Data entries:

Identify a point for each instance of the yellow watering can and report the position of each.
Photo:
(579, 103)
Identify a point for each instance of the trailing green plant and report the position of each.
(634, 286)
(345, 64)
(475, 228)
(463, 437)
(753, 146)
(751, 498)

Work request: Every line above should be transcribed exactly.

Answer space:
Identify a point for each instance of the yellow watering can and report the position of each.
Photo:
(579, 103)
Identify a point for each instance of the trailing green plant and report the position of each.
(634, 286)
(345, 64)
(475, 228)
(463, 437)
(753, 146)
(751, 498)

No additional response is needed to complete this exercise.